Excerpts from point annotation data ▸

== == ==

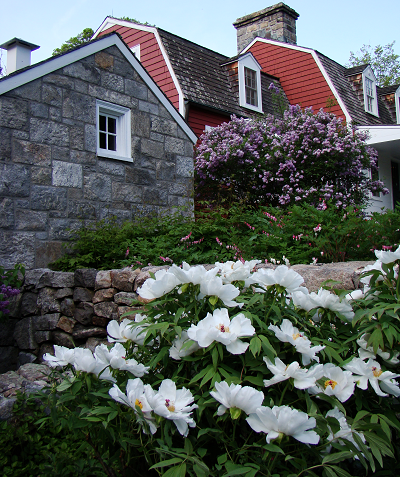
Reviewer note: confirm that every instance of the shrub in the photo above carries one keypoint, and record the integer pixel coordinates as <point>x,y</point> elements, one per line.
<point>301,233</point>
<point>243,373</point>
<point>304,157</point>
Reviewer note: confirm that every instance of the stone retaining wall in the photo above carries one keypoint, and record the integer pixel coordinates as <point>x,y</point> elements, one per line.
<point>73,308</point>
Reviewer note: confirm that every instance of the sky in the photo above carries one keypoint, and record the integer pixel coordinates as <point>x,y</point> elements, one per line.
<point>333,27</point>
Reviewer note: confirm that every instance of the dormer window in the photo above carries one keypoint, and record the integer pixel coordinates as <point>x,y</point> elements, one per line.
<point>397,102</point>
<point>370,96</point>
<point>250,83</point>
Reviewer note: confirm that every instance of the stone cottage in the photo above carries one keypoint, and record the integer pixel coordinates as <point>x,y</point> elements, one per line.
<point>83,136</point>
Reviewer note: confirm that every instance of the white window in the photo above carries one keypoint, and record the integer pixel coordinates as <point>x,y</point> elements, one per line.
<point>397,101</point>
<point>113,131</point>
<point>370,96</point>
<point>250,83</point>
<point>136,51</point>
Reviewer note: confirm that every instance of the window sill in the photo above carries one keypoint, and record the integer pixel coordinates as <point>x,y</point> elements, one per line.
<point>109,155</point>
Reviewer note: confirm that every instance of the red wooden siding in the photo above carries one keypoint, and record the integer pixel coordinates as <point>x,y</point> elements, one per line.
<point>150,57</point>
<point>200,118</point>
<point>299,75</point>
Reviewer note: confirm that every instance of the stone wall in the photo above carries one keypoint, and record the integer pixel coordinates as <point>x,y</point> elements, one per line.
<point>73,309</point>
<point>51,178</point>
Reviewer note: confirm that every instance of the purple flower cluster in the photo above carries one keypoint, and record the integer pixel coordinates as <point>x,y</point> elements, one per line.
<point>6,291</point>
<point>280,161</point>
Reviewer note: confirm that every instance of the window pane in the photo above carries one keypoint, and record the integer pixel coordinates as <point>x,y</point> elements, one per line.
<point>112,125</point>
<point>103,141</point>
<point>103,124</point>
<point>112,143</point>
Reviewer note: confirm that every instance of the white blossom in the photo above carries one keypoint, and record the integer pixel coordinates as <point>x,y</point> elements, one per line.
<point>219,327</point>
<point>245,398</point>
<point>172,403</point>
<point>370,372</point>
<point>284,420</point>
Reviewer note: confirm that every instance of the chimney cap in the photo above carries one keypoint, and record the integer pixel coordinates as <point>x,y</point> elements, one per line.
<point>17,41</point>
<point>279,7</point>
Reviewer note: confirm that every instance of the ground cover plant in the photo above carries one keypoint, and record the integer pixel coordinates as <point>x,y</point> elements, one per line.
<point>234,371</point>
<point>300,157</point>
<point>301,233</point>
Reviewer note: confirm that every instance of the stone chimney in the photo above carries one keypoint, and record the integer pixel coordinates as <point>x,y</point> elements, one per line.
<point>274,23</point>
<point>18,54</point>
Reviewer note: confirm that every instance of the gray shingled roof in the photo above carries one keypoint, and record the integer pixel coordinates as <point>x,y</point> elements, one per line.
<point>339,77</point>
<point>204,81</point>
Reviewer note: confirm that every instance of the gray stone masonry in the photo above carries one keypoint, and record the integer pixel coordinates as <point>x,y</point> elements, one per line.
<point>74,309</point>
<point>277,22</point>
<point>51,179</point>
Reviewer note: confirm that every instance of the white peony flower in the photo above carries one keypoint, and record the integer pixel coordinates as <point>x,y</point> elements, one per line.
<point>339,383</point>
<point>245,398</point>
<point>116,358</point>
<point>124,331</point>
<point>134,398</point>
<point>172,404</point>
<point>163,283</point>
<point>302,378</point>
<point>218,327</point>
<point>387,256</point>
<point>62,356</point>
<point>284,420</point>
<point>282,276</point>
<point>366,352</point>
<point>371,372</point>
<point>179,350</point>
<point>215,287</point>
<point>231,271</point>
<point>290,334</point>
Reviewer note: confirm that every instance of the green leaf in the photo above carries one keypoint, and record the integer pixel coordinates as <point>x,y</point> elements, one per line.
<point>337,457</point>
<point>166,463</point>
<point>255,346</point>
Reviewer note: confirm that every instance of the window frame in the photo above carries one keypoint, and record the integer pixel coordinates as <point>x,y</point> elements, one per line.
<point>248,62</point>
<point>370,99</point>
<point>123,130</point>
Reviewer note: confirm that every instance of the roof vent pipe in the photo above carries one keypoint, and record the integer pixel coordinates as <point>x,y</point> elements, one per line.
<point>18,54</point>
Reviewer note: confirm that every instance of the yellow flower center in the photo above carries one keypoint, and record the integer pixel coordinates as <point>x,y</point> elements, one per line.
<point>376,372</point>
<point>138,403</point>
<point>331,383</point>
<point>170,406</point>
<point>223,328</point>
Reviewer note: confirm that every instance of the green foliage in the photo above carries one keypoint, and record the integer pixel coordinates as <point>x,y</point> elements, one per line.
<point>31,445</point>
<point>10,282</point>
<point>224,445</point>
<point>83,37</point>
<point>383,60</point>
<point>248,233</point>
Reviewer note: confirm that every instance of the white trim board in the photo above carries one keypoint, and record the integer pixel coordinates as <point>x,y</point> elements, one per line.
<point>53,64</point>
<point>313,53</point>
<point>110,22</point>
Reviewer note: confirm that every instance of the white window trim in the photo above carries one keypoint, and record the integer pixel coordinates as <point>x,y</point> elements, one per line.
<point>123,115</point>
<point>136,51</point>
<point>397,102</point>
<point>248,61</point>
<point>369,74</point>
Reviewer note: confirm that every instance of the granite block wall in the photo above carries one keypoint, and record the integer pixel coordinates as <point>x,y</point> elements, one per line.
<point>52,180</point>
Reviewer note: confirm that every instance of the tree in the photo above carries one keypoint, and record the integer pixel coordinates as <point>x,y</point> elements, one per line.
<point>75,41</point>
<point>383,60</point>
<point>301,157</point>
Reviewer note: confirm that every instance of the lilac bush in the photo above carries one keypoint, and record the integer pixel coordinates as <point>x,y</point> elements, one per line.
<point>300,157</point>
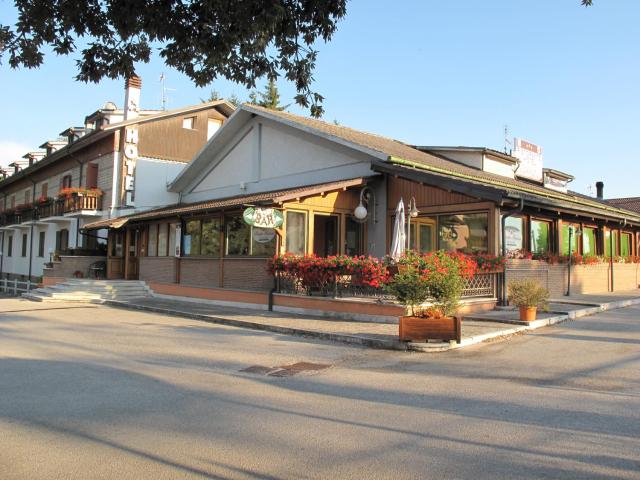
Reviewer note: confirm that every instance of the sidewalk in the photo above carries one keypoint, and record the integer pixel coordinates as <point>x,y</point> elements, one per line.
<point>475,329</point>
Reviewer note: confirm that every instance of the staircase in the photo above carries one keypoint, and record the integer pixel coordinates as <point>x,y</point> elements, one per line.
<point>93,291</point>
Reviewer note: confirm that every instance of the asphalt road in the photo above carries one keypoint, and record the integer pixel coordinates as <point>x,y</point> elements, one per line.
<point>94,392</point>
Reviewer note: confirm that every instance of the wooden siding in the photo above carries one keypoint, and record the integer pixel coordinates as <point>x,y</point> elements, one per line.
<point>167,140</point>
<point>425,195</point>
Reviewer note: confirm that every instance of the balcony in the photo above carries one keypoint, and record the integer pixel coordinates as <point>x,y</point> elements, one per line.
<point>85,203</point>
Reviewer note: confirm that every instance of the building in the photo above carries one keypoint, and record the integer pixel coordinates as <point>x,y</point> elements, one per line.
<point>118,162</point>
<point>317,174</point>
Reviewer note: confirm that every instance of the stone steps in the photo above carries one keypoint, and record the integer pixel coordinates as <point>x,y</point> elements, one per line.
<point>92,291</point>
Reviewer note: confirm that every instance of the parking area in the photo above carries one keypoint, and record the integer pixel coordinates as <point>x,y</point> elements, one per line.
<point>99,392</point>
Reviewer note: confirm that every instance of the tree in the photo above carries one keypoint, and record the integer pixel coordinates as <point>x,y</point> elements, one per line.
<point>242,41</point>
<point>270,98</point>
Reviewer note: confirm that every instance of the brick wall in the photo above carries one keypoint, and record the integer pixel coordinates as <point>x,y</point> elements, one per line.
<point>584,278</point>
<point>158,269</point>
<point>247,274</point>
<point>200,271</point>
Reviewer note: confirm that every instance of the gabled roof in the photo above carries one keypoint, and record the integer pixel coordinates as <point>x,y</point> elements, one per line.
<point>388,150</point>
<point>225,107</point>
<point>628,203</point>
<point>269,198</point>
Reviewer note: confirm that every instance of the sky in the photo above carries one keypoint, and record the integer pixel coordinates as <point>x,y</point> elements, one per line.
<point>425,72</point>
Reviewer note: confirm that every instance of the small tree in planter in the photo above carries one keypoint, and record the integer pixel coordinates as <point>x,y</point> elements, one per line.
<point>437,276</point>
<point>528,295</point>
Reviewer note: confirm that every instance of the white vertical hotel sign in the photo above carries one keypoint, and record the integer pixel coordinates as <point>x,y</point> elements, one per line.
<point>130,157</point>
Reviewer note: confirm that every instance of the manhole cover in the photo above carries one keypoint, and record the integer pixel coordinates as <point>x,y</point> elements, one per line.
<point>305,367</point>
<point>259,369</point>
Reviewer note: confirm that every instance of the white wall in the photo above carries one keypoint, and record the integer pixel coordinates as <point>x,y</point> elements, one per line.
<point>266,156</point>
<point>151,180</point>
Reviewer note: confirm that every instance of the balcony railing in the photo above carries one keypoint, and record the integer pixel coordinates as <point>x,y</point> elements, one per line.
<point>55,208</point>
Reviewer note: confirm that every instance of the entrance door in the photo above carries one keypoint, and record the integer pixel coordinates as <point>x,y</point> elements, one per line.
<point>325,235</point>
<point>132,254</point>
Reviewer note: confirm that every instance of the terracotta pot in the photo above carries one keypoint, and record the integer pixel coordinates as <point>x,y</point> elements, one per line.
<point>528,314</point>
<point>423,328</point>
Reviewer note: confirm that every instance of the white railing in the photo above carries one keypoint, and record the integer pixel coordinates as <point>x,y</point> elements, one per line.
<point>16,287</point>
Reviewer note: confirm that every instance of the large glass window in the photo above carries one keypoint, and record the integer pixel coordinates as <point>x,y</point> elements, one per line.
<point>191,237</point>
<point>467,233</point>
<point>242,239</point>
<point>211,237</point>
<point>564,247</point>
<point>296,232</point>
<point>514,233</point>
<point>152,244</point>
<point>589,241</point>
<point>607,243</point>
<point>540,239</point>
<point>353,237</point>
<point>625,245</point>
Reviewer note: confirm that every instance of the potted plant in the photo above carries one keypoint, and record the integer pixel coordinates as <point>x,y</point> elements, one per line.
<point>528,295</point>
<point>440,278</point>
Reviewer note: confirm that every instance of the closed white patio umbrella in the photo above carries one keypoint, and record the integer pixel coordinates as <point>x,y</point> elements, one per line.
<point>399,237</point>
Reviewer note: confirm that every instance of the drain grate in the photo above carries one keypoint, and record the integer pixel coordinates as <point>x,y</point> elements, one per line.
<point>286,370</point>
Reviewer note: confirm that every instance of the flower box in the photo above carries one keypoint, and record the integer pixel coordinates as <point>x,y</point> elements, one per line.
<point>429,328</point>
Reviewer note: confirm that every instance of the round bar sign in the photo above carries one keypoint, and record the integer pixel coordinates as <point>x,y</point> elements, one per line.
<point>263,217</point>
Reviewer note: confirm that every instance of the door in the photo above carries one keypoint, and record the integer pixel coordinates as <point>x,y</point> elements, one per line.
<point>131,267</point>
<point>325,235</point>
<point>115,257</point>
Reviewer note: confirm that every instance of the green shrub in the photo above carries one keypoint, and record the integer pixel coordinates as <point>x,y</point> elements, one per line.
<point>528,293</point>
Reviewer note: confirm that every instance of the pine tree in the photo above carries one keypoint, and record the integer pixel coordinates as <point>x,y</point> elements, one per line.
<point>270,98</point>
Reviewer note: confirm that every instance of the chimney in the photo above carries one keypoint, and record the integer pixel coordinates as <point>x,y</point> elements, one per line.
<point>132,97</point>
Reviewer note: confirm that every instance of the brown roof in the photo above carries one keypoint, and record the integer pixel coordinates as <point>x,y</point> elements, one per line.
<point>629,203</point>
<point>403,154</point>
<point>277,196</point>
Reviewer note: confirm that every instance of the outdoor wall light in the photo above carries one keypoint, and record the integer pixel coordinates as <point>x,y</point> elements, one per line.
<point>361,213</point>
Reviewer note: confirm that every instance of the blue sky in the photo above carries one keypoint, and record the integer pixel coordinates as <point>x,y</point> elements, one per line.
<point>427,72</point>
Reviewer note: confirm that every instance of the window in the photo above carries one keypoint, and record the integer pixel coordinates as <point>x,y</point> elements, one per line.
<point>296,232</point>
<point>242,239</point>
<point>92,175</point>
<point>152,244</point>
<point>189,123</point>
<point>625,245</point>
<point>162,239</point>
<point>588,241</point>
<point>466,233</point>
<point>213,126</point>
<point>211,237</point>
<point>353,237</point>
<point>607,243</point>
<point>62,240</point>
<point>66,182</point>
<point>514,233</point>
<point>540,231</point>
<point>569,231</point>
<point>191,238</point>
<point>172,239</point>
<point>423,232</point>
<point>41,239</point>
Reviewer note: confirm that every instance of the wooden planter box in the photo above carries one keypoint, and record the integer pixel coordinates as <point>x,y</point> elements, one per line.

== == ==

STATED EXERCISE ▸ Please extract exactly, and only, the lines from the line containing "Reviewer note: confirm that every instance of the blue" through the last line of the records.

EXERCISE OUTPUT ▸
Reviewer note: confirm that every instance of the blue sky in the photo above carries one keypoint, and record the integer pixel coordinates as <point>x,y</point> elements, one per line.
<point>427,72</point>
Reviewer note: confirm that every instance of the window in the photo above carries one keypoint, and record the integer pixel coordinates as <point>x,y</point> elements, one per line.
<point>296,232</point>
<point>242,239</point>
<point>92,175</point>
<point>152,244</point>
<point>189,123</point>
<point>625,245</point>
<point>162,239</point>
<point>588,241</point>
<point>466,233</point>
<point>213,126</point>
<point>211,237</point>
<point>353,237</point>
<point>607,243</point>
<point>62,240</point>
<point>66,182</point>
<point>514,233</point>
<point>540,231</point>
<point>569,231</point>
<point>191,238</point>
<point>172,239</point>
<point>423,232</point>
<point>41,239</point>
Reviewer note: confirm that every instance of the wooden planter box in the photo above carries one keypoint, and record the integer pixel coordinates as <point>x,y</point> elements, one per line.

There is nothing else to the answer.